● **Excerpted passage**:
────────────────
Campaign

Harris pitches six months of paid family, medical leave

Sen. Kamala Harris (D-Calif.), a 2020 White House hopeful, on Monday proposed a six months paid family and medical leave plan as part of her “Children’s Agenda.”

Harris’s plan calls for working Americans to receive six months of paid time off for medical leave, to care for children or to care for family members with serious health conditions. 

{mosads}Americans making less than $75,000 a year would receive full wage replacement during the time away from work. Benefits would phase down for higher-income workers, according to the campaign.

“Guaranteeing six months of paid leave will bring us closer to economic justice for workers and ensures newborn children or children who are sick can get the care they need from a parent without thrusting the family into upheaval,” Harris said. 

“To give all children in America the opportunities they deserve, this comprehensive children’s agenda will protect their rights, ensure they have access to health care and high-quality education, and dramatically reduce child poverty,” she continued. 

Harris is pushing for double the amount of leave the FAMILY Act calls for. The bill, backed by Democrats Sen. Kirsten Gillibrand (N.Y.) and Rep. Rosa DeLauro (Conn.) calls for three months paid leave and has yet to move forward in Congress. 

Harris would create a new Office of Paid Family and Medical Leave to oversee the program. The office would determine eligibility and authorize benefit payments, according to the campaign. 

The paid leave program will be funded through general revenue and payroll contributions. The federal government’s portion of the plan will be paid for by fines on corporations that fail to close their pay gaps and tax increases on the top 1 percent and big corporations, according to the campaign. 

Harris’s “Children’s Agenda” also pushes for an expansion of early childhood home visiting programs and access to affordable child care.

The plan proposes creating a first-of-its-kind federal Bureau of Children and Family Justice.
────────────────
● **Supplied entries**:
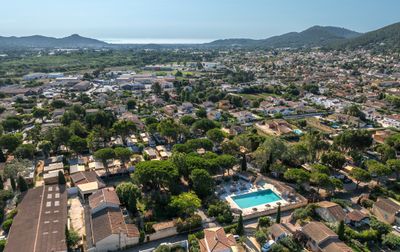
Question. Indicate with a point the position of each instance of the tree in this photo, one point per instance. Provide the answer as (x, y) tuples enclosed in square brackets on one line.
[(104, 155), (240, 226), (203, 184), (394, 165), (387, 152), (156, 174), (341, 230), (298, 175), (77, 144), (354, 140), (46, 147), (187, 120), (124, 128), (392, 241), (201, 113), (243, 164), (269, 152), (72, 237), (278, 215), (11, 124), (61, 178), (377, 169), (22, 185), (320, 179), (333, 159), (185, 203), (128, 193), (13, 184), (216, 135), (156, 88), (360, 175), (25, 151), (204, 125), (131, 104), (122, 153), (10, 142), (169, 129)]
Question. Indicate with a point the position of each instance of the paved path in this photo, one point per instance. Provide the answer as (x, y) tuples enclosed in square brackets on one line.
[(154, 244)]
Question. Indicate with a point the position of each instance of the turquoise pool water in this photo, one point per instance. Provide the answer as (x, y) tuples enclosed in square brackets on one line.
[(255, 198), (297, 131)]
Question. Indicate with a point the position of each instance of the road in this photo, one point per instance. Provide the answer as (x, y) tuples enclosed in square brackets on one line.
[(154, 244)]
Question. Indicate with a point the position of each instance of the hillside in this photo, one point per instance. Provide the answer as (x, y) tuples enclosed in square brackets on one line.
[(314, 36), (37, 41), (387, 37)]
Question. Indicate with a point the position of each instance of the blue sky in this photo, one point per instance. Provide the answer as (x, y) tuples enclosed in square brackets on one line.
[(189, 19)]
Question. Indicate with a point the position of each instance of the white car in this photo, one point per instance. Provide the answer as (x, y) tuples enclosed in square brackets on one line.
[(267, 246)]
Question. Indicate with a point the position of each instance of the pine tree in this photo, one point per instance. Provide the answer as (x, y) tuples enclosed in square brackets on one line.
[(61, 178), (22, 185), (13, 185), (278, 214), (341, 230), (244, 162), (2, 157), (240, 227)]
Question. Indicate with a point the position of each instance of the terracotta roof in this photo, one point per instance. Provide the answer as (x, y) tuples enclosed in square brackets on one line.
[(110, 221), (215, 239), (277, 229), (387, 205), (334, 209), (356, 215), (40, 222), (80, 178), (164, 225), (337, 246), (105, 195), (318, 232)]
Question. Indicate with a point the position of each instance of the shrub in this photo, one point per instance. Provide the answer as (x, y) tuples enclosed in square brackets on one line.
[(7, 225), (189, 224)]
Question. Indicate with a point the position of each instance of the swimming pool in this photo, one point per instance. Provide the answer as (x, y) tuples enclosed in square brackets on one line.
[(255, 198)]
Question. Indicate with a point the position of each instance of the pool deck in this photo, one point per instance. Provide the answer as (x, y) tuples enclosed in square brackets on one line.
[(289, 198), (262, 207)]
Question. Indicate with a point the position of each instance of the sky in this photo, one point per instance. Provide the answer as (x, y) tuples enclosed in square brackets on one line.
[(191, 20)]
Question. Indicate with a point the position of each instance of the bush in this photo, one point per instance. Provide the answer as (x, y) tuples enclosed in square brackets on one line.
────────────────
● **Task details**: Translate this sentence from the article on Harris's paid leave proposal into Spanish: "The plan proposes creating a first-of-its-kind federal Bureau of Children and Family Justice." These records come from a source separate from the article.

● **Problem solution**: El plan propone crear una Oficina federal de Justicia para la Infancia y la Familia, la primera de su tipo.